» Aangeleverde tekst:
--------------------
Turken hebben nog één mogelijkheid om zich van Erdogan te verlossen. Hoe groot is de kans dat ze dat zullen doen?

Volgend jaar, voor 1 juli, moeten er presidentsverkiezingen in Turkije worden gehouden. Die verkiezingen worden algemeen beschouwd als de laatste kans om Recep Tayyip Erdogan van de macht te stemmen en Turkije weer op te bouwen als democratie. Erdogan regeert het land sinds 2003 en lijkt misschien onaantastbaar – ook al omdat hij op dictatoriale wijze de media in zijn land monddood heeft gemaakt en controle heeft verworven over de rechtspraak. Maar corruptie en wanbeheer hebben ertoe geleid dat Turkije de op twee na hoogste inflatie ter wereld heeft – bijna 80 procent. De economie van het land is in een vrije val. Kiezers zijn boos en velen eisen verandering. Is een machtswissel realistisch? En welke slinkse trucjes heeft Erdogan achter de hand om dat te vermijden?

Er staat voor Erdogan veel meer op het spel dan je zou vermoeden. Als hij de verkiezingen zou verliezen, is er een behoorlijke kans dat hij en zijn familie worden vervolgd voor corruptie en machtsmisbruik. Erdogan zal volgens waarnemers dan ook erg ver gaan om aan de macht te blijven. Maar Erdogan heeft sowieso nog altijd een troefkaart en dat is deze: de politieke oppositie in Turkije biedt kiezers momenteel geen alternatief, laat staan een kandidaat in hun rangen waar iedereen het over eens is dat die Erdogan zou kunnen vervangen. Er zijn wel initiatieven.
--------------------
» Aangeleverde items:
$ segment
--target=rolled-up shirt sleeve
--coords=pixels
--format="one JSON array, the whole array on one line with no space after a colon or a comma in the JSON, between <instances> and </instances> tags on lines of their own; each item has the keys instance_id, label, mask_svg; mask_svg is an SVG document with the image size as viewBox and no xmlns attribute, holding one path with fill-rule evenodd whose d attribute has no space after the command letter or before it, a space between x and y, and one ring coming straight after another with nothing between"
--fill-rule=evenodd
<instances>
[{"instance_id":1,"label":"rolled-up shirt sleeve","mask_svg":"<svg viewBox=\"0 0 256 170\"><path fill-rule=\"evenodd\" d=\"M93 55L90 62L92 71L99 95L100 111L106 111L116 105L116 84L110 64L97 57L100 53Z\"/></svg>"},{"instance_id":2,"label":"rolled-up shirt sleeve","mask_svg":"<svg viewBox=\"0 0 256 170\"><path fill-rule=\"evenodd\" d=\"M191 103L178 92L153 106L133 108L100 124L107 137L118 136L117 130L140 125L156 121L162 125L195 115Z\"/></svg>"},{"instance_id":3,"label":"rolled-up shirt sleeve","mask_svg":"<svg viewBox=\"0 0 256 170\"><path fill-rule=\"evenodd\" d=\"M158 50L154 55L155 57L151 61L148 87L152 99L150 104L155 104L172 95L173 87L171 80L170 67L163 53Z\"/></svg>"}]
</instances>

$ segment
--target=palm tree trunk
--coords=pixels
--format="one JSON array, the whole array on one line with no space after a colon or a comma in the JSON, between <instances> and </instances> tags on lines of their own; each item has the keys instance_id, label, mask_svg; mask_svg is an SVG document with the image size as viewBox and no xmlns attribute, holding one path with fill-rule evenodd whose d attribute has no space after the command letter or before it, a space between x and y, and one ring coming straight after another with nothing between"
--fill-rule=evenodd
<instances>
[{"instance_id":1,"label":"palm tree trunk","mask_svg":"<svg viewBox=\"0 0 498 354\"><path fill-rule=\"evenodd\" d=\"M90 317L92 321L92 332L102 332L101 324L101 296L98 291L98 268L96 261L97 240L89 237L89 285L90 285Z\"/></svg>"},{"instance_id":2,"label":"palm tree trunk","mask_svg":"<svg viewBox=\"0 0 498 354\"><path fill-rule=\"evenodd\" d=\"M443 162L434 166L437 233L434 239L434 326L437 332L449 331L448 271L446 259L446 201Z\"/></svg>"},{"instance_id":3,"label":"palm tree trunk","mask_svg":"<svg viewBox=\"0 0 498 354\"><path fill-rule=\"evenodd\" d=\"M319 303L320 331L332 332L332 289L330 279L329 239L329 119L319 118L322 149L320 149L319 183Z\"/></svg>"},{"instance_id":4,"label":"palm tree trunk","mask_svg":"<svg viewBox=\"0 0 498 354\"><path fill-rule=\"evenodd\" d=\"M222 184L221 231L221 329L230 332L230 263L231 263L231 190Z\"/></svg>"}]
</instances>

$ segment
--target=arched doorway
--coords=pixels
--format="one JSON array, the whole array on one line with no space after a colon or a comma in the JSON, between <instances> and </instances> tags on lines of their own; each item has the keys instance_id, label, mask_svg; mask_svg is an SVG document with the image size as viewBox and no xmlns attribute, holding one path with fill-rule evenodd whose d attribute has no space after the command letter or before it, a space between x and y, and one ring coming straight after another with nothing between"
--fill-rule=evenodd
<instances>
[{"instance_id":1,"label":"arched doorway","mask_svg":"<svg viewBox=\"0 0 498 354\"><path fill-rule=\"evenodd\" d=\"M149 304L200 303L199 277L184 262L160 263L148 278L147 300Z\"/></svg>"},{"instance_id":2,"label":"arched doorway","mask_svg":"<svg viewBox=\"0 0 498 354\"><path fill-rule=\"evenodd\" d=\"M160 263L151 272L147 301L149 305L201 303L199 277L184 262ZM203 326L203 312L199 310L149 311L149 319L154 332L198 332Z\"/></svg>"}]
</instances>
--------------------
» Vereisten:
1 - Hoe luidt de zin "Kiezers zijn boos en velen eisen verandering." uit de tekst over de Turkse verkiezingen in het Engels?
2 - Hervat de tekst over de Turkse verkiezingen na de laatste zin.
De items hebben niets met de tekst over de Turkse verkiezingen te maken.

» Verwachte antwoorden:
1 - Voters are angry and many are demanding change.

2 -
Om Erdogan te verslaan, nam de Republikeinse Volkspartij (CHP), de belangrijkste oppositiepartij van Turkije, het voortouw bij het opbouwen van een alliantie van oppositiepartijen, die zes partijen samenbracht. De centrumlinkse CHP (Cumhuriyet Halk Partisi) is de oudste politieke partij van Turkije en de grootste oppositiepartij in het Turkse parlement. Bij de nationale verkiezingen van 2018 haalde hun kandidaat 30 procent (versus de 52 procent van Erdogan), en won ze 12 zetels in het parlement, terwijl de AKP van Erdogan er 22 verloor. Een jaar later diende de CHP een klap van jewelste uit: hun kandidaat Ekrem İmamoglu werd verkozen tot burgemeester van Istanboel. İmamoglu is de rijzende ster in de Turkse politiek en een potentiële kandidaat om Erdogan uit te dagen bij de Turkse presidentsverkiezingen in 2023.

Waarom Turkije klaar lijkt voor verandering

Op het eerste gezicht lijkt Turkije klaar voor verandering. Los van het feit dat Erdogan de rechtsstaat naar zich toegetrokken heeft sinds de couppoging van 2016 en de meeste democratische waarden op de schop gingen, is er voortdurende economische malaise, een ongekende brain drain, corruptie en algemeen wanbeheer. Turken hebben te maken met een inflatie van 80 procent momenteel. Onder Erdogan heeft Turkije zichzelf ook vervreemd als een gerespecteerd en gewaardeerd lid van de westerse alliantie, voornamelijk vanwege zijn relatie met de Russische president Vladimir Poetin.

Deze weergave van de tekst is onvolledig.